**** Given data ****
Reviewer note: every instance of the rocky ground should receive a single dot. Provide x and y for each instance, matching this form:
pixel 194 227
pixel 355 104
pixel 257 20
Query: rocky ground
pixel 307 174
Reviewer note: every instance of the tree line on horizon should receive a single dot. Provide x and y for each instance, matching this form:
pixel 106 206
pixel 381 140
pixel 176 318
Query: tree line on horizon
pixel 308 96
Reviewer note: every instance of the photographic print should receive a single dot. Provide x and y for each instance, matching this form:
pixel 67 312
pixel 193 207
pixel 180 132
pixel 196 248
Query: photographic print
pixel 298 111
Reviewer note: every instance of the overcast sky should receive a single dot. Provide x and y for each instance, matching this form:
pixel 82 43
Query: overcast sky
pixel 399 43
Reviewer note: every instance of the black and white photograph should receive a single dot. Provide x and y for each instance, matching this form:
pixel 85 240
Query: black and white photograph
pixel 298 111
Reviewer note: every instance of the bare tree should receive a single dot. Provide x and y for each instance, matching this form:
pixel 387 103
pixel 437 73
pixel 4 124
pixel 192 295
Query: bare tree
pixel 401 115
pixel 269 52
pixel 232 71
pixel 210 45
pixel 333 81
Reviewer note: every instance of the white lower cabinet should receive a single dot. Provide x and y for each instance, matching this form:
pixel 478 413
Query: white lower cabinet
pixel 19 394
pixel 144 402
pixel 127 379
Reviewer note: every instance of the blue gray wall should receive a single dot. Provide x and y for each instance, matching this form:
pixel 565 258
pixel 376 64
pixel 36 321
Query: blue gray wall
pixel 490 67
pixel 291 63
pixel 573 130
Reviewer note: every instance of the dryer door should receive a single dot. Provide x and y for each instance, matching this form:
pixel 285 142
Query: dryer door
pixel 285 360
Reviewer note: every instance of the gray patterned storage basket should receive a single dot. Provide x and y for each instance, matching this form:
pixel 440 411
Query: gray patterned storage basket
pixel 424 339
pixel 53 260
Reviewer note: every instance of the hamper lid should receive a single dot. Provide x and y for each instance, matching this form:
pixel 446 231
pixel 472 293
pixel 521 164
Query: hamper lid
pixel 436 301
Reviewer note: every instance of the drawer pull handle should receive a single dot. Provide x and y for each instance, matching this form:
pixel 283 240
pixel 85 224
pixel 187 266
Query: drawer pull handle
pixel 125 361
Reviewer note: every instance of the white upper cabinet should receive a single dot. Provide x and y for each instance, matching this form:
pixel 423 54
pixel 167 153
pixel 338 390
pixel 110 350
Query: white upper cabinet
****
To do: From the material above, copy exactly the lines between the line holding "Reviewer note: every instance of the gray" and the line holding "pixel 187 266", inclusive, and only those.

Response below:
Reviewer note: every instance of the gray patterned storage basket should receive a single dot. Provide x and y for each instance, matching this form:
pixel 440 411
Query: gray patterned storage basket
pixel 424 339
pixel 53 260
Reviewer note: every instance of the hamper lid should receive a single dot. Provide x and y for each instance, matching this form:
pixel 446 231
pixel 472 293
pixel 521 164
Query: hamper lid
pixel 436 301
Reviewer note: every instance of the drawer pull handle should receive a single dot. Provide x and y for each instance, matching this form:
pixel 283 240
pixel 85 224
pixel 187 266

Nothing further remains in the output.